TEXT SHOWN —
Wednesday, September 02, 2009

Loss of Will

Conscious
Unconscious
Absurd
Loss
Nothing
Useless
Excession
Despair
Medicate
Paralyzed

Monday, July 06, 2009

Excerpt from a letter

Weizsackers book 'The World-View of Physics' is still keeping me very busy. It has again brought home to me quite clearly how wrong it is to use God as a stop-gap for the incompleteness of our knowledge. If in fact the frontiers of knowledge are being pushed further and further back (and that is bound to be the case), then God is being pushed back with them, and is therefore continually in retreat. We are to find God in what we know, not in what we don't know; God wants us to realize his presence, not in unsolved problems but in those that are solved. That is true of the relationship between God and scientific knowledge, but it is also true of the wider human problems of death, suffering, and guilt. It is now possible to find, even for these questions, human answers that take no account whatever of God. In point of fact, people deal with these questions without God (it has always been so), and it is simply not true to say that only Christianity has the answers to them.

As to the idea of 'solving' problems, it may be that the Christian answers are just as unconvincing - or convincing - as any others. Here again, God is no stop-gap; he must be recognized at the centre of life, not when we are at the end of our resources; it is his will to be recognized in life, and not only when death comes; in health and vigour, and not only in suffering; in our activities, and not only in sin.

REQUIRED TASKS —
A. Summarize the letter excerpt in two sentences.
B. According to the letter excerpt, what book is keeping the writer very busy?
C. Duplicate a passage of the letter excerpt: begin at the words "As to the idea" and stop after "only in sin.".
The lines after this point are separate material, unrelated to the letter excerpt.

DATASET RECORDS —
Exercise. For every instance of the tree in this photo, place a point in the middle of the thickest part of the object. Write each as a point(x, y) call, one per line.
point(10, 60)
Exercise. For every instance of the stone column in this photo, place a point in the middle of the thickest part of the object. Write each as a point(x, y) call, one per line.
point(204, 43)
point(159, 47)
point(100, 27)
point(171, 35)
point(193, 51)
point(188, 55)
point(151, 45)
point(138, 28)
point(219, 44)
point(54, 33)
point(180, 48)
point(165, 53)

OUTPUTS FOR THE TASKS —
A. Weizsacker's book has made clear to the writer how wrong it is to use God as a stop-gap for the incompleteness of our knowledge: as knowledge advances, such a God is continually in retreat, so God is to be found in what we know, and this also holds for death, suffering, and guilt. God is no stop-gap but must be recognized at the centre of life, in health, vigour, and activity, and not only in death, suffering, and sin.

B. Weizsacker's book 'The World-View of Physics'.

C.
As to the idea of 'solving' problems, it may be that the Christian answers are just as unconvincing - or convincing - as any others. Here again, God is no stop-gap; he must be recognized at the centre of life, not when we are at the end of our resources; it is his will to be recognized in life, and not only when death comes; in health and vigour, and not only in suffering; in our activities, and not only in sin.